Job
Give the data again exactly as written, skipping any pictures.

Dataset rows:
-- Begin --
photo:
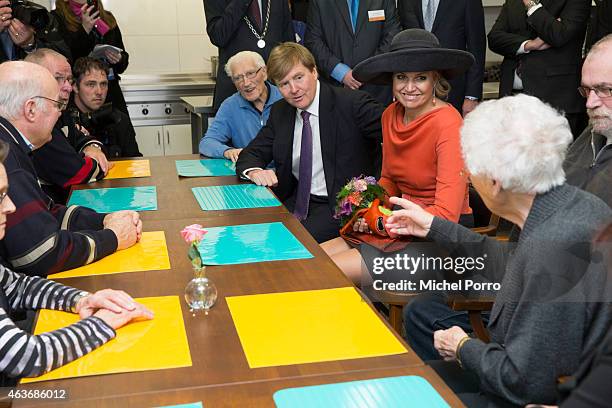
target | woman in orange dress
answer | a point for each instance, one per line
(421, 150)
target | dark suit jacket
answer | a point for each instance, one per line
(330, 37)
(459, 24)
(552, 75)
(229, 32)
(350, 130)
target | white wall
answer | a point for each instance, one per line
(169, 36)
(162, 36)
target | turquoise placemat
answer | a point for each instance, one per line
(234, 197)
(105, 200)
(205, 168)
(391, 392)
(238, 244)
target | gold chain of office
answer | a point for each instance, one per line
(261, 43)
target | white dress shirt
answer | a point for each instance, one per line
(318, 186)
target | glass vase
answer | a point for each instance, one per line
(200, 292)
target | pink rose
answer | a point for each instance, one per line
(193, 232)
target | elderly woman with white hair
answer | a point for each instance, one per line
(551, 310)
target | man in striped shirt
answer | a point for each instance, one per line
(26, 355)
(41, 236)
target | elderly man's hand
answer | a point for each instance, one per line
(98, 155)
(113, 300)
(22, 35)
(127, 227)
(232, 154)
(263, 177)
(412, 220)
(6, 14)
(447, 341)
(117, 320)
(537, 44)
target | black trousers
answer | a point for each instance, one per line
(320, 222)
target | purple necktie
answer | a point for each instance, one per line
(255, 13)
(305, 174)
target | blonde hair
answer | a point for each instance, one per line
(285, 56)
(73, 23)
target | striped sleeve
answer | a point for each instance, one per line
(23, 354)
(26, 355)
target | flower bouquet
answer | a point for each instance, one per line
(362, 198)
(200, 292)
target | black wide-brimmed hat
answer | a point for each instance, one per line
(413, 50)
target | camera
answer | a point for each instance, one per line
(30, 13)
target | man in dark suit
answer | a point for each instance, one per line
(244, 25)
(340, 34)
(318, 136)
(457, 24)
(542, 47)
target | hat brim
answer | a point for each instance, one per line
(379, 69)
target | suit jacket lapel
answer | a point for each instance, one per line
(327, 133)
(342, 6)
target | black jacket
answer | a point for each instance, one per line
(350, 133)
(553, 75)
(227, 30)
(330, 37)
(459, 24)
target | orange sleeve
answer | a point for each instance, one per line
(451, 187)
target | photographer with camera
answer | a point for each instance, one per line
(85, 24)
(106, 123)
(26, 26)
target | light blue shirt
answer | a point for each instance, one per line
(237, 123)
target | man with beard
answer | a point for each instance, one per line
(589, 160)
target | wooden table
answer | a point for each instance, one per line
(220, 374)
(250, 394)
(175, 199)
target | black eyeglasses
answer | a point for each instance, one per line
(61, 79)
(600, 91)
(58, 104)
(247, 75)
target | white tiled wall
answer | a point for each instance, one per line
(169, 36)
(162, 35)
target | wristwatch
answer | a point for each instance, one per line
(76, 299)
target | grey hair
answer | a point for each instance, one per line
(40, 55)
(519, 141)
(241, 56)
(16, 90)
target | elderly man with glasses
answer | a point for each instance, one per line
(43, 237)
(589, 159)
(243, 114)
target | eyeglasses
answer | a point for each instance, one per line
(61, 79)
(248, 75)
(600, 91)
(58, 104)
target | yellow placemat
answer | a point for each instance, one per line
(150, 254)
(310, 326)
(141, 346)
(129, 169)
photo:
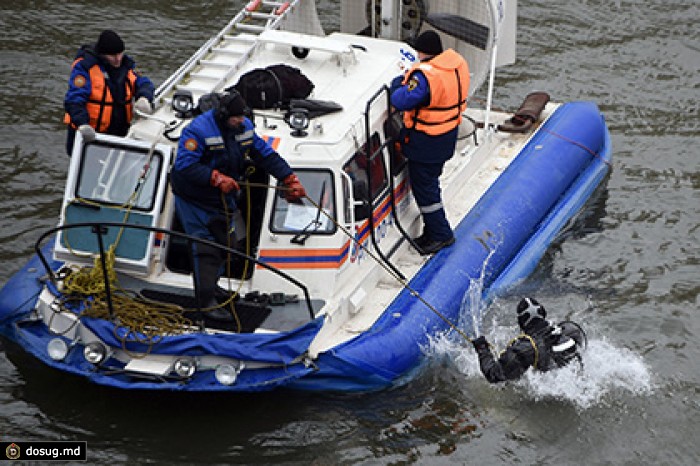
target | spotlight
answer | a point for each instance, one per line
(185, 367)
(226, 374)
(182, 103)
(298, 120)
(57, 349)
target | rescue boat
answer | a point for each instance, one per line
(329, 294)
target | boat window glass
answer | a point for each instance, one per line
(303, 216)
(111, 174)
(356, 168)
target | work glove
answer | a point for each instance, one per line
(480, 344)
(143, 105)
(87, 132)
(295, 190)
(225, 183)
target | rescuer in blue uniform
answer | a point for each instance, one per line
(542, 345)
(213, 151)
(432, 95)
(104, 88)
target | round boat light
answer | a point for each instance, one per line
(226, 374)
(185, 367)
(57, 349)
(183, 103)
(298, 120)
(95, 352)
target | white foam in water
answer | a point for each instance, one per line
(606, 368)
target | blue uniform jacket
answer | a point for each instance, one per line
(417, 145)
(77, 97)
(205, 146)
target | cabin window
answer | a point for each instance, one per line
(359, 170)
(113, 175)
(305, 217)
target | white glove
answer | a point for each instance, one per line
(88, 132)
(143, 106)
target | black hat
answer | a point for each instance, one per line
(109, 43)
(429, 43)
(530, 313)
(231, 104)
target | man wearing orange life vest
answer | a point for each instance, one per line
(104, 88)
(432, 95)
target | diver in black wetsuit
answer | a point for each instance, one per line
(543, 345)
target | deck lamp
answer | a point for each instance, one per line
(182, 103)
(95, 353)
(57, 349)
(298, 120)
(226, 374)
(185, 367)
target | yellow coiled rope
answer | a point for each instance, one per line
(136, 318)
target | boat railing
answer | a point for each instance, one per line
-- End --
Answer to the exercise
photo:
target | woman in orange dress
answer | a point for each instance, one per line
(421, 150)
target | dark suit jacket
answer | a point for each instance, one per line
(330, 37)
(459, 24)
(552, 75)
(229, 32)
(350, 130)
target | white wall
answer | a point for each instance, one per line
(169, 36)
(162, 36)
target | turquoise placemat
answer | a point for each instance, one per line
(234, 197)
(105, 200)
(205, 168)
(391, 392)
(238, 244)
target | gold chain of office
answer | a point for each instance, one per line
(261, 43)
target | white dress shirt
answer | a point for each instance, one per line
(318, 186)
target | glass vase
answer | a point for each instance, one per line
(200, 292)
target | pink rose
answer | a point for each instance, one per line
(193, 232)
target | elderly woman with white hair
answer | a point for each instance, one per line
(551, 310)
target | man in striped shirt
answer | a point for each instance, one per line
(26, 355)
(41, 236)
target | elderly man's hand
answer | a point for each instance, one per line
(98, 155)
(113, 300)
(22, 35)
(127, 227)
(232, 154)
(263, 177)
(412, 220)
(6, 14)
(447, 341)
(117, 320)
(537, 44)
target | black trousers
answer | a point for each instance, one per line
(320, 222)
target | purple necktie
answer | a point for each instance, one per line
(255, 13)
(305, 174)
target | blonde hair
answer | a point for each instance, one per line
(285, 56)
(73, 23)
target | striped sleeve
answer | a point for each instance, one per line
(23, 354)
(26, 355)
target | flower bouquet
answer | a point for each instance, one per line
(362, 198)
(200, 292)
target | black wide-brimmed hat
answer | a point for each instance, one per line
(413, 50)
target | camera
answer | a point for each instance, one per line
(30, 13)
target | man in dark suit
answer | a point for each instance, one per line
(244, 25)
(340, 34)
(318, 136)
(457, 24)
(542, 47)
target | hat brim
answer | a point for each instance, one per line
(379, 69)
target | suit jacket lapel
answer | a point for each instance, one per line
(327, 133)
(342, 6)
target | black jacket
answer | a point for each instance, one per line
(350, 133)
(553, 75)
(227, 30)
(330, 37)
(459, 24)
target | orange sleeve
answer | a point for each instance, one per line
(451, 187)
target | photographer with camera
answer | a point for each instance, one per line
(85, 24)
(106, 123)
(26, 26)
target | light blue shirt
answer | a point for each instance, one per line
(237, 123)
target | man with beard
answer | a point for each instance, one per line
(589, 160)
target | wooden table
answer | a point for each instance, one per line
(220, 374)
(250, 394)
(175, 199)
target | black eyeglasses
answer | a point for each instance, one per line
(61, 79)
(600, 91)
(58, 104)
(247, 75)
target | white tiled wall
answer | a point for each instance, one per line
(169, 36)
(162, 35)
target | wristwatch
answer | a point for each instance, one per line
(76, 299)
target | grey hair
answer | a point for each instance, one per line
(40, 55)
(519, 141)
(241, 56)
(16, 90)
target | elderly man with glasses
answer | a point for each instance, one per line
(43, 237)
(589, 159)
(243, 114)
target | eyeglasses
answer | a point for each instance, one per line
(61, 79)
(248, 75)
(600, 91)
(58, 104)
target | yellow placemat
answer | a point for each instance, one per line
(150, 254)
(310, 326)
(141, 346)
(129, 169)
photo:
target | spotlight
answer | a point for each instance, one per line
(185, 367)
(226, 374)
(182, 103)
(298, 120)
(57, 349)
target | rescue boat
answer | a point for each instance, one per line
(329, 294)
target | boat window glass
answer | a point for each instance, one per line
(303, 216)
(111, 174)
(356, 168)
target | work glove
answer | a point for each instance, one per line
(480, 344)
(143, 105)
(87, 132)
(295, 190)
(225, 183)
target | rescuer in blue uniform
answer | a point for each instance, one per line
(542, 345)
(213, 151)
(432, 95)
(104, 88)
target | round boat light
answer | a point for each instance, one per line
(226, 374)
(185, 367)
(57, 349)
(183, 103)
(298, 120)
(95, 352)
target | white foam in water
answer | a point for each instance, one per line
(606, 368)
target | blue uniform jacket
answer | a point for each instance, one per line
(417, 145)
(77, 97)
(205, 146)
target | cabin window
answer | a point for each instance, one per line
(359, 170)
(113, 175)
(305, 217)
target | white glove
answer | a point for each instance, one per line
(88, 132)
(143, 106)
target | black hat
answer | a point for each instance, one per line
(109, 43)
(429, 43)
(530, 313)
(231, 104)
target | man wearing orange life vest
answer | a point for each instance, one per line
(104, 88)
(432, 95)
target | diver in black wetsuit
answer | a point for each instance, one per line
(543, 345)
target | deck lamp
answer | a point for each instance, one per line
(182, 103)
(95, 353)
(57, 349)
(298, 120)
(226, 374)
(185, 367)
target | yellow coiled rope
answer | a point for each instance, one per line
(136, 318)
target | boat railing
answer | a point for each instance, one per line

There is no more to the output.